Request :: Rewrite the stretch of lines from the first one through the line containing "box: [1368, 588, 1579, 682]", replacing "rough mask" with "coarse mask" and keeping everything else unchanged. Leave the pictures out of the answer.

Materials provided ::
####
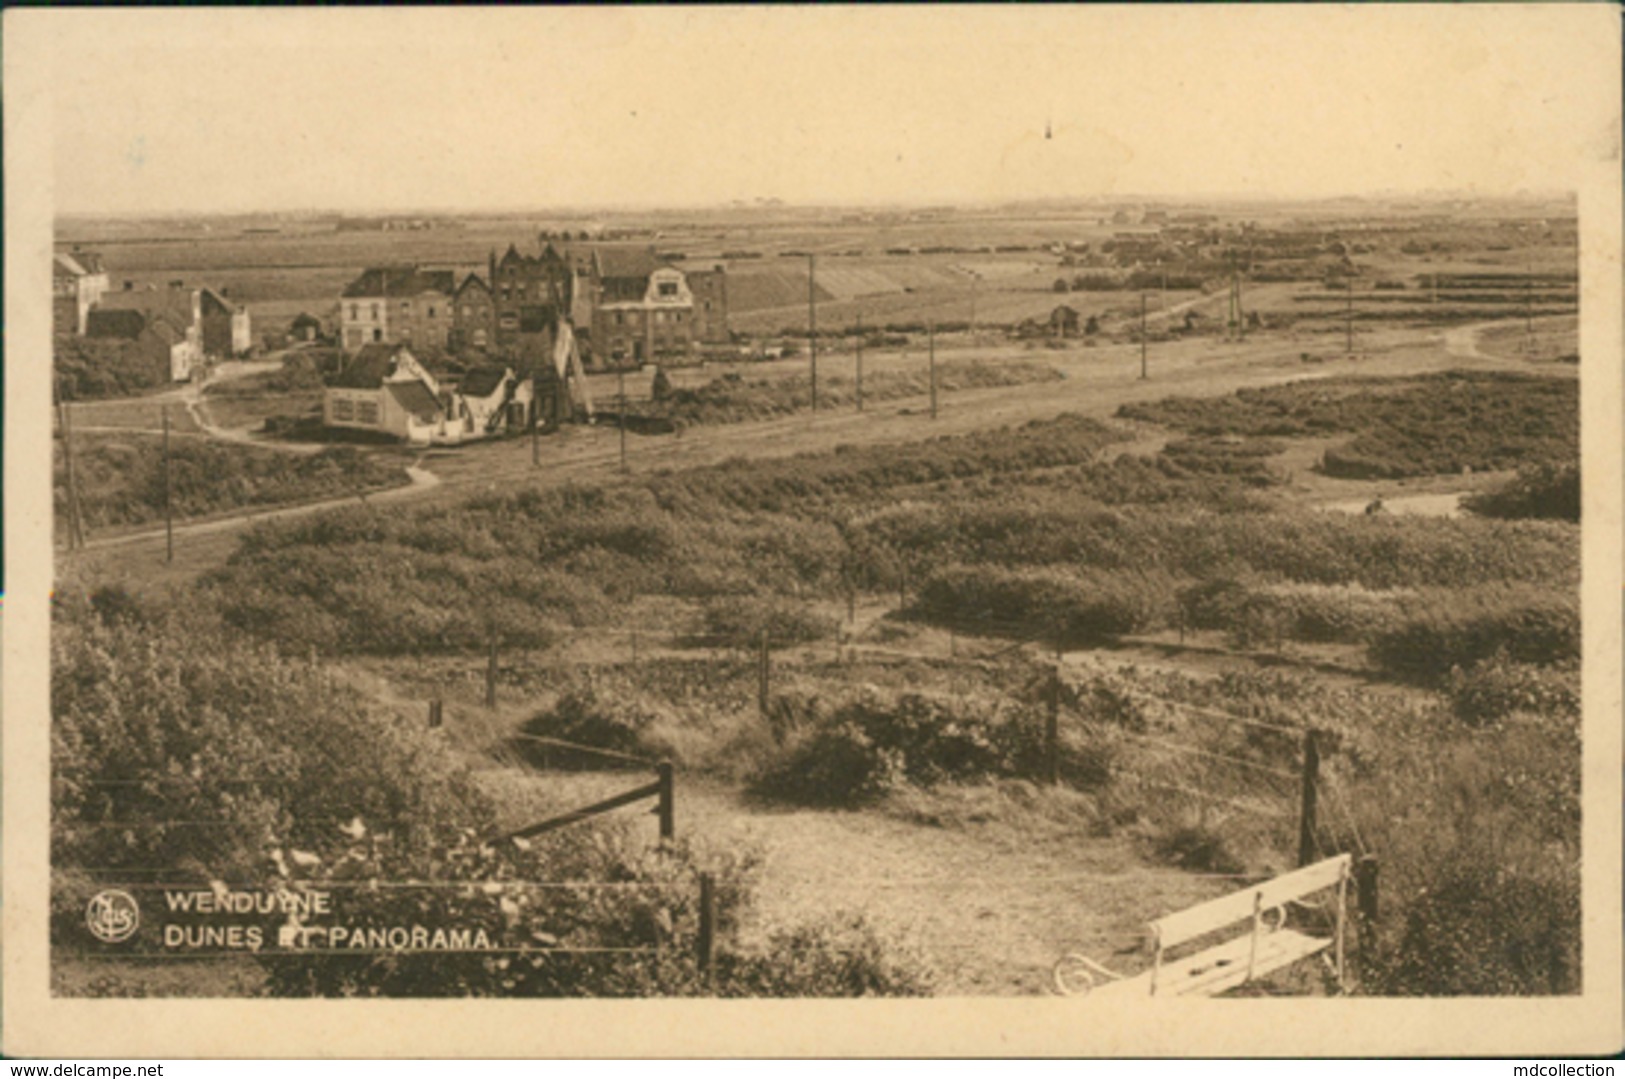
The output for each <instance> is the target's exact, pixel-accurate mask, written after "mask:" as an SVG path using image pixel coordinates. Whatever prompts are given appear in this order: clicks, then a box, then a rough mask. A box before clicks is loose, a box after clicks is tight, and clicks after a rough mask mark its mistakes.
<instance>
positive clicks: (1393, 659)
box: [1368, 588, 1579, 682]
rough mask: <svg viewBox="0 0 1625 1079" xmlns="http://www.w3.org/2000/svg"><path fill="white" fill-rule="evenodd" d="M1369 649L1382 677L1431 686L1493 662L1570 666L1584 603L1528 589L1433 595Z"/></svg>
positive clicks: (1572, 655) (1386, 632)
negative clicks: (1500, 661)
mask: <svg viewBox="0 0 1625 1079" xmlns="http://www.w3.org/2000/svg"><path fill="white" fill-rule="evenodd" d="M1368 650H1370V656H1371V661H1373V663H1375V665H1376V666H1380V668H1383V669H1384V671H1389V673H1393V674H1396V676H1402V678H1410V679H1419V681H1430V682H1440V681H1443V679H1445V678H1448V674H1449V671H1451V669H1453V668H1467V666H1472V665H1474V663H1479V661H1482V660H1488V658H1492V656H1503V658H1505V660H1508V661H1513V663H1534V665H1553V663H1568V661H1575V660H1578V658H1579V603H1578V596H1575V595H1553V593H1550V591H1544V590H1540V591H1536V590H1523V588H1503V590H1487V591H1484V590H1480V591H1477V593H1472V595H1461V593H1448V595H1443V596H1432V598H1428V600H1423V601H1417V603H1414V604H1410V609H1409V611H1407V613H1406V616H1404V621H1402V622H1401V624H1399V626H1396V627H1394V629H1389V630H1386V632H1381V634H1378V635H1376V637H1375V639H1373V640H1371V643H1370V648H1368Z"/></svg>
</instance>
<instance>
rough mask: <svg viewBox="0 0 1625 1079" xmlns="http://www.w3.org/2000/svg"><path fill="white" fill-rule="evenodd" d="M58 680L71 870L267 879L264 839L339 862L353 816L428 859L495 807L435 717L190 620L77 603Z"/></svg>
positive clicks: (58, 836)
mask: <svg viewBox="0 0 1625 1079" xmlns="http://www.w3.org/2000/svg"><path fill="white" fill-rule="evenodd" d="M50 676H52V717H54V721H52V817H50V824H52V858H54V864H55V866H57V868H62V869H68V868H73V866H101V868H112V866H140V868H143V869H145V868H151V866H161V868H177V869H182V871H185V873H213V874H216V876H219V877H224V876H228V874H231V873H247V871H258V869H260V868H262V866H263V848H265V842H267V837H278V838H280V840H281V842H284V843H289V845H296V847H299V848H302V850H309V851H325V850H328V848H332V847H335V845H336V843H341V842H343V837H341V834H340V832H338V824H341V822H345V821H349V819H351V817H356V816H362V817H366V819H369V821H372V822H374V824H375V825H380V827H387V829H390V830H392V832H393V834H395V835H397V838H398V840H400V847H398V848H400V850H401V851H421V850H427V848H429V847H431V845H432V843H434V842H437V840H444V838H445V835H447V834H448V832H452V830H455V829H458V827H465V825H471V824H474V822H478V821H481V819H483V816H484V814H486V812H487V804H486V801H484V799H483V798H481V796H479V791H478V790H476V788H474V786H473V783H471V778H470V775H468V772H466V769H465V767H463V765H460V764H458V762H457V760H453V759H452V756H450V754H448V751H447V749H445V746H444V743H442V741H440V739H439V738H436V736H432V734H431V733H429V731H426V730H423V726H421V723H418V725H413V723H406V721H401V720H400V718H397V717H393V715H387V713H382V712H379V710H375V708H372V707H369V705H367V704H366V702H364V700H362V699H361V697H359V695H358V694H356V692H353V691H349V689H348V687H345V686H341V684H336V682H335V681H333V678H332V676H330V674H328V673H327V671H323V669H322V668H319V666H315V665H312V663H306V661H294V660H286V658H283V656H280V655H276V653H275V652H273V650H270V648H268V647H265V645H257V647H250V645H244V643H242V642H241V640H237V639H234V635H232V634H229V632H224V630H223V629H221V627H219V626H218V624H213V622H211V621H210V619H208V617H206V616H202V617H200V616H198V614H197V613H193V611H187V613H185V614H184V616H182V614H176V616H169V617H164V619H150V617H146V619H140V621H132V619H130V617H128V616H127V614H125V613H124V611H115V609H111V608H107V606H106V604H102V609H101V613H98V611H96V609H94V604H88V603H81V601H78V600H73V598H72V595H70V596H65V598H63V601H62V603H60V604H58V608H57V613H55V622H54V627H52V666H50ZM114 824H117V825H119V827H114ZM122 879H128V877H122Z"/></svg>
####
Response to the exercise ::
The output for each <instance> is the target's exact, pixel-accurate mask, written after "mask:" as an SVG path using image pixel coordinates. Whatever prompts are given appear in this order: clicks, then a box, then a coarse mask. A box before clicks is loose, a box after clicks is tight, and clicks after a coarse mask mark its mistakes.
<instance>
positive clicks: (1393, 659)
box: [1368, 588, 1579, 682]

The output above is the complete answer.